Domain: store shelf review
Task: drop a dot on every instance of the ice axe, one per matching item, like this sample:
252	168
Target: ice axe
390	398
- - -
== What needs to be done ==
Could you output every record above exactly as written?

== Output for this exercise ==
Domain: store shelf review
Task: drop a dot on every instance of the ice axe, one per matching item, like this sample:
252	168
Target: ice axe
390	398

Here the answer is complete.